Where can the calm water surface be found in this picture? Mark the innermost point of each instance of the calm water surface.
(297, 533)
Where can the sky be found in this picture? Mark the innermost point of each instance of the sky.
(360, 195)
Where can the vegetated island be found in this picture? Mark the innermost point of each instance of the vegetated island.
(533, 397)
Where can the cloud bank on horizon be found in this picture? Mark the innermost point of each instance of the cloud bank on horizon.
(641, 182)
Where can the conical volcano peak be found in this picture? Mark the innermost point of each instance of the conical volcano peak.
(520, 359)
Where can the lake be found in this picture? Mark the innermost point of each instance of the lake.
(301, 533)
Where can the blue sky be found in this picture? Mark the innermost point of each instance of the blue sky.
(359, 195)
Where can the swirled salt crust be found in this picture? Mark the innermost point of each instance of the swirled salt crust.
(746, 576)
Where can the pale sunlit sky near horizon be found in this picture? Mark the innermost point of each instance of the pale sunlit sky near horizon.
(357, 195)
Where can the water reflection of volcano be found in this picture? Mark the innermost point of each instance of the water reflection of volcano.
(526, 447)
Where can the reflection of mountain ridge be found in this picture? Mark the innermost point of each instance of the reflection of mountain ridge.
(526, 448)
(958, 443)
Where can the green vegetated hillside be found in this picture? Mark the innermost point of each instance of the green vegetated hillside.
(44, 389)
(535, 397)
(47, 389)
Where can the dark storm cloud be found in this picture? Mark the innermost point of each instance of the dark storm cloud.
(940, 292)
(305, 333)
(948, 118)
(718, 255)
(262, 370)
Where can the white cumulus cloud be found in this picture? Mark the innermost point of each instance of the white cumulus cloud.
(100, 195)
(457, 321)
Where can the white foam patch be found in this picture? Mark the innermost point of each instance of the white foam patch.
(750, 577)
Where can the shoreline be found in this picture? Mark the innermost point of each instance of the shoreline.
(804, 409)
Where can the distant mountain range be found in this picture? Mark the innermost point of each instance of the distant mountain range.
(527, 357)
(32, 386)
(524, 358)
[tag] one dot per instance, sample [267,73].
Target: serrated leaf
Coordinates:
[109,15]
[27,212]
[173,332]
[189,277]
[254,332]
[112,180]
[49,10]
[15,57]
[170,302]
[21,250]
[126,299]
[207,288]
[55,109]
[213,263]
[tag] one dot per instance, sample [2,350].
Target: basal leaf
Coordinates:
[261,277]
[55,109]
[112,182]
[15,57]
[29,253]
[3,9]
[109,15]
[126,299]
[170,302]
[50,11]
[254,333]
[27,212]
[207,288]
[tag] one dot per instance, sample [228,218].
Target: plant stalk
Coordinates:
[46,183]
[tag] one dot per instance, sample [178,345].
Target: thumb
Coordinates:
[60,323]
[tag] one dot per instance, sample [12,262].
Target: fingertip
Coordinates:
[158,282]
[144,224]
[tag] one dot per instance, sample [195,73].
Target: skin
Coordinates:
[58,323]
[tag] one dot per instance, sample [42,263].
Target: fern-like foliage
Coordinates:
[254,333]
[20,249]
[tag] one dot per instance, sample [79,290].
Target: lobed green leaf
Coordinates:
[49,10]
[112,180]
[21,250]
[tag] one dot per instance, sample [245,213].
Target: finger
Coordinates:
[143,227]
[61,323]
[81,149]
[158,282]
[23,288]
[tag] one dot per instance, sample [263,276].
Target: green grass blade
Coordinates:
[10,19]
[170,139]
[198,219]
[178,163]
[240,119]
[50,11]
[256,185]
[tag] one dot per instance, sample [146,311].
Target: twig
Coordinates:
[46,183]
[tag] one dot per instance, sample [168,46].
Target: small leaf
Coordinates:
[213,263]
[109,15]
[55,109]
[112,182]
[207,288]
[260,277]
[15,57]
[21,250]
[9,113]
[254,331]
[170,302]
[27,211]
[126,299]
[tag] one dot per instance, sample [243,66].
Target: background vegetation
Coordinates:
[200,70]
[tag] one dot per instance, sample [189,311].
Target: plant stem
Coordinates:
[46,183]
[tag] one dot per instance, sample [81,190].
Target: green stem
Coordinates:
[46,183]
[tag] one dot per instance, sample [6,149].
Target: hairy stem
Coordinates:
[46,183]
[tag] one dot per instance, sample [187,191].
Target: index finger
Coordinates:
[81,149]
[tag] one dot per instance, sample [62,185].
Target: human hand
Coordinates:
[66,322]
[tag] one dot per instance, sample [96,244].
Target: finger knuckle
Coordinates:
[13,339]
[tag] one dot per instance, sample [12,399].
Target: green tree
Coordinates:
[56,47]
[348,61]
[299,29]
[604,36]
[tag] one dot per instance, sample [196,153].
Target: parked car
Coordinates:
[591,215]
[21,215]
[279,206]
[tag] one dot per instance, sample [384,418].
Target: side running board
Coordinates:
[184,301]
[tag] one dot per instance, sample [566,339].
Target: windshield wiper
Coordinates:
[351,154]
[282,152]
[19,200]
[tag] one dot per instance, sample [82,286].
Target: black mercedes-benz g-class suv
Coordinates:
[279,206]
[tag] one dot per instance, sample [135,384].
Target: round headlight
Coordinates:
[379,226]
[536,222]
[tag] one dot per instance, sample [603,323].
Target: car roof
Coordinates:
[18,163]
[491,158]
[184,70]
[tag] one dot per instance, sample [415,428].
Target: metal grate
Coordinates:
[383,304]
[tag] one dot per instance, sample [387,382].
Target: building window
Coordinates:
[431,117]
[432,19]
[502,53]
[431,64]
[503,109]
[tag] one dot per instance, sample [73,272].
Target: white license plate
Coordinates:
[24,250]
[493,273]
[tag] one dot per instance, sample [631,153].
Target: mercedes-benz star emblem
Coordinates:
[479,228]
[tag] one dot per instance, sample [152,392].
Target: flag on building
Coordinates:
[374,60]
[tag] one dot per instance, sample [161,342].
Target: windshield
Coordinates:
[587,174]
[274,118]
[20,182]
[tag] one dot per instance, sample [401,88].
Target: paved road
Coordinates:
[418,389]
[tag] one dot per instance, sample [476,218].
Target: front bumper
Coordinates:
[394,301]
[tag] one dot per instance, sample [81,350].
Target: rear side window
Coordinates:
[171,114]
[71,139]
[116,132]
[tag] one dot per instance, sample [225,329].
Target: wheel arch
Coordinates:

========

What you will do — The answer must contain every line of the material, unchanged.

Answer —
Where can the calm water surface be found in this picture? Mark the innermost point of each instance of the calm water surface.
(297, 533)
Where can the sky be found in this picture? Mark the innermost point of each instance of the sky.
(360, 195)
Where can the vegetated island be found in this picture? Mark the innermost point of each instance of the vegetated island.
(533, 397)
Where can the cloud bank on horizon be found in this picture? Mark the innermost point of each instance of the cloud bank on horizon.
(641, 182)
Where can the conical volcano peak be found in this picture? Mark the innermost point of each instance of the conical volcano peak.
(520, 359)
Where can the lake be found in this picture? Mark the innermost point of each instance of the lake.
(301, 533)
Where can the blue sky be found in this picture? Mark the innermost point of each instance of the blue sky.
(359, 195)
Where can the swirled salt crust be found in this picture? Mark the innermost point of each instance of the swirled salt crust.
(746, 576)
Where can the pale sunlit sky near horizon be found in this picture? Mark the innermost point of each instance of the pale sunlit sky near horizon.
(357, 195)
Where can the water reflection of volcano be found in this picture? Mark the innermost point of each instance of the water reflection of volcano.
(526, 447)
Where can the reflection of mountain ridge be found in this picture? Mark the innermost point of each instance of the reflection of mountain ridge.
(526, 448)
(958, 443)
Where can the green vegetated hillside be found in this picture? Mark the innermost point of each instance of the green vegetated hillside.
(44, 389)
(535, 397)
(47, 389)
Where can the dark storm cloud be found in this picture? Mark the innermost point of each instance of the dark storm cloud.
(940, 292)
(305, 333)
(948, 118)
(718, 255)
(262, 370)
Where can the white cumulus cloud be found in this picture? Mark the innermost point of each instance of the white cumulus cloud.
(100, 195)
(457, 321)
Where can the white foam patch be found in this picture? Mark the innermost point of each instance of the white foam patch.
(750, 577)
Where can the shoreline be found in this picture? Mark the innermost point of each instance of the shoreline.
(804, 409)
Where can the distant mountain range be found in this picture? Mark the innermost point of each instance of the distant mountain range.
(527, 357)
(32, 386)
(524, 358)
[tag] one dot per instance, sample [267,73].
Target: serrated leaf
Coordinates:
[109,15]
[27,212]
[173,332]
[189,277]
[254,332]
[112,180]
[49,10]
[15,57]
[170,302]
[21,250]
[126,299]
[207,288]
[55,109]
[213,263]
[tag] one dot per instance, sample [2,350].
Target: basal leaf
Coordinates:
[261,277]
[55,109]
[112,182]
[15,57]
[29,253]
[3,9]
[109,15]
[126,299]
[170,302]
[50,11]
[254,333]
[27,212]
[207,288]
[tag] one dot per instance, sample [228,218].
Target: plant stalk
Coordinates:
[46,183]
[tag] one dot per instance, sample [178,345].
Target: thumb
Coordinates:
[60,323]
[tag] one dot per instance, sample [12,262].
Target: fingertip
Coordinates:
[158,282]
[144,224]
[tag] one dot per instance, sample [195,73].
Target: skin
Coordinates:
[58,323]
[tag] one dot per instance, sample [42,263].
Target: fern-like foliage
Coordinates:
[254,333]
[20,249]
[tag] one dot per instance, sample [79,290].
Target: lobed green leaf
Coordinates:
[49,10]
[112,180]
[21,250]
[tag] one dot per instance, sample [245,213].
Target: finger
Coordinates:
[143,227]
[61,323]
[81,149]
[158,282]
[23,288]
[tag] one dot per instance, sample [263,276].
Target: green grass blade
Coordinates:
[10,19]
[170,139]
[198,219]
[178,163]
[240,119]
[50,11]
[256,185]
[tag] one dot per instance, sample [146,311].
Target: twig
Coordinates:
[46,183]
[tag] one dot per instance, sample [168,46].
Target: small leaf
Coordinates:
[213,263]
[109,15]
[55,109]
[112,182]
[207,288]
[260,277]
[15,57]
[21,250]
[9,113]
[254,331]
[170,302]
[27,211]
[126,299]
[tag] one dot per instance, sample [243,66].
Target: background vegetation
Coordinates:
[200,70]
[tag] one dot per instance, sample [189,311].
Target: plant stem
Coordinates:
[46,183]
[tag] one dot per instance, sample [81,190].
Target: green stem
Coordinates:
[46,183]
[tag] one dot per instance, sample [6,149].
Target: hairy stem
Coordinates:
[46,183]
[tag] one dot per instance, sample [187,191].
Target: index finger
Coordinates:
[81,149]
[tag] one dot per instance, sample [62,185].
Target: human hand
Coordinates:
[66,322]
[tag] one dot per instance, sample [96,244].
Target: finger knuckle
Coordinates:
[13,339]
[tag] one dot per instance, sample [12,399].
Target: green tree
Coordinates:
[56,47]
[348,61]
[299,29]
[604,36]
[tag] one dot per instance, sample [196,153].
Target: parked car
Coordinates:
[591,215]
[21,215]
[279,206]
[tag] one dot per instance, sample [384,418].
Target: side running board
Coordinates:
[184,301]
[tag] one dot per instance, sample [566,339].
Target: windshield wiper
Coordinates:
[351,154]
[282,152]
[19,200]
[tag] one dot per instance, sample [82,286].
Target: black mercedes-benz g-class suv
Coordinates:
[279,206]
[tag] one dot per instance, sample [135,384].
Target: round headlight
Coordinates:
[379,226]
[536,222]
[tag] one dot per instance, sample [603,323].
Target: car roof
Coordinates:
[18,163]
[491,158]
[184,70]
[tag] one dot per instance, sample [415,428].
Target: metal grate
Coordinates:
[383,304]
[tag] one dot per instance, sample [387,382].
Target: building window
Coordinates:
[431,117]
[432,19]
[502,53]
[431,64]
[503,109]
[tag] one dot per instance, sample [73,272].
Target: white license plate
Coordinates:
[24,250]
[493,273]
[tag] one dot per instance, sample [631,153].
Target: mercedes-benz star emblem
Coordinates:
[479,228]
[tag] one dot per instance, sample [152,392].
Target: flag on building
Coordinates:
[374,60]
[tag] one dot per instance, sample [161,342].
Target: windshield
Coordinates:
[587,174]
[274,118]
[20,182]
[tag] one dot per instance, sample [401,88].
Target: paved road
Coordinates:
[418,389]
[tag] one dot per instance, sample [476,218].
Target: front bumper
Coordinates:
[394,301]
[tag] one dot per instance, sample [81,350].
Target: rear side window
Coordinates:
[171,114]
[71,139]
[116,132]
[tag] one dot per instance, sample [225,329].
Target: wheel arch
Coordinates:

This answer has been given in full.